TASK DIRECTIONS -
No pictures belong in the copy. Restate the rest of the data exactly.

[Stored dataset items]
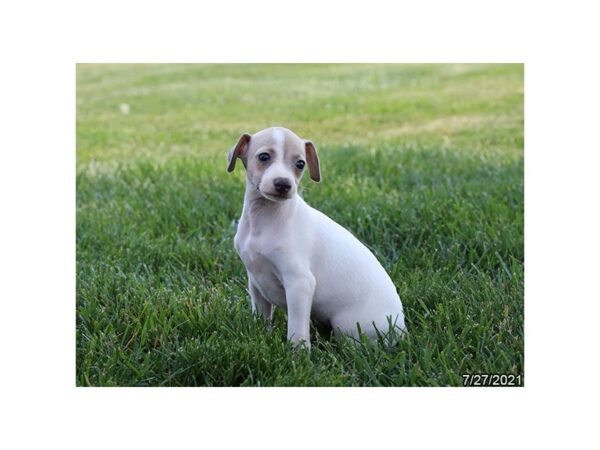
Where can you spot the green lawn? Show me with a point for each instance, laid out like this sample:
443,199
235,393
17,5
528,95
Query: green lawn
423,163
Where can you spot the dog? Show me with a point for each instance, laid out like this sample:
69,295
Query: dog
299,259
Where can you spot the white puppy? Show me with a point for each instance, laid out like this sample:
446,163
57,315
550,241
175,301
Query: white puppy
296,257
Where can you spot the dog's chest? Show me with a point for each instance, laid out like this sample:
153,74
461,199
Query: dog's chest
261,267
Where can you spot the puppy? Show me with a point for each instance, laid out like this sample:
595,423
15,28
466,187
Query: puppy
296,257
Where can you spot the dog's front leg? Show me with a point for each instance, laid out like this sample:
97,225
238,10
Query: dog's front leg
299,293
260,305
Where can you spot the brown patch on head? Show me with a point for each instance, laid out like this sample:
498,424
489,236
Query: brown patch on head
238,151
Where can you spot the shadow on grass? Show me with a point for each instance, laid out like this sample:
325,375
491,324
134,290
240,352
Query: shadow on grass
161,296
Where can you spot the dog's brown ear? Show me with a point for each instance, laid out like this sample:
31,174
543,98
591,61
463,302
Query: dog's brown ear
312,158
238,151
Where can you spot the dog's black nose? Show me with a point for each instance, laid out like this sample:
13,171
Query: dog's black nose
282,185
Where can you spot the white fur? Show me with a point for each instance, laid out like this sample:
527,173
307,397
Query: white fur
299,259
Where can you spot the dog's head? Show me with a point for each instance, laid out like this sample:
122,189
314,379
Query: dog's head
275,159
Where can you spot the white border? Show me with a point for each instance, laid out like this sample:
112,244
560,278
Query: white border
41,43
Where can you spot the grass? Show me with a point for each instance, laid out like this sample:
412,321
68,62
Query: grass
423,163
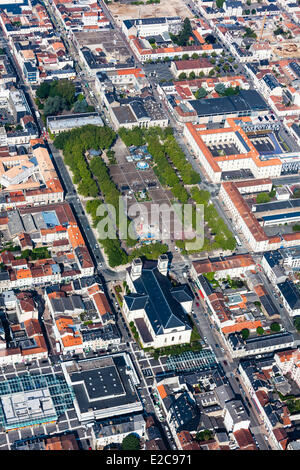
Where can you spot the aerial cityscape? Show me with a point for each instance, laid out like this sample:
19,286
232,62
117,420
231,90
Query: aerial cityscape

ANSWER SECTION -
Where can you spot the green lawn? Show me with a point for each instance, laid out like this sample:
443,199
235,393
17,5
528,95
Query: green lawn
423,163
Where can you spot the dog? Show me with a point for each instance, laid out like this sample:
69,295
Query: dog
299,259
Where can you spot the white puppy? Show me with a point for each instance, laid out like this sample:
446,163
57,315
550,241
175,301
Query: white puppy
296,257
Where can you spot the dog's chest? Show me with a point for each instance, laid out like this sample:
153,74
461,199
Query: dog's chest
261,267
Where can you spot the puppy? Show me with a point for each instance, laid out like this sample:
595,423
15,28
466,187
Query: puppy
296,257
Where can you spot the dog's front leg? Show me with a point for each instance, laid out like this sample:
97,225
238,10
Query: dog's front leg
299,293
260,305
Where can you spot the brown patch on head? Show me with a point for each instance, laid out like this sample:
498,424
489,236
Query: brown patch on head
238,151
Where can you spot the shadow on grass? Show me with a point for each instance, laid out like this sample:
325,375
491,324
134,290
240,352
Query: shadow on grass
161,296
Where can you spot the dog's brown ear? Show me with a point for each instance, laid out like this sample:
31,174
543,98
591,61
463,302
Query: dog's brown ear
312,158
238,151
Where can you spot the dog's black nose? Show me with a point for each instance, laid out like this sample:
13,171
Query: dog's black nose
282,185
Where can you spot the white fur? Show me with a point for each instance, laid out like this sample:
527,173
307,397
Query: white fur
299,259
Where can you spot the dog's head? Show me with a point for each instance, laid out like this sample:
122,189
314,379
Query: dog's head
275,159
Where can you spot the white border? Show me with a point for each instance, laid out like this sample:
112,244
560,278
Query: white border
41,43
Where can you spot the grass? Show me with a point for each instance, laid out like this sample:
412,321
68,62
Query: grass
423,163
Where can you spot the aerial cityscape? Show me with a point for each instance, laid out like this sample:
19,286
232,62
117,420
231,90
Query: aerial cityscape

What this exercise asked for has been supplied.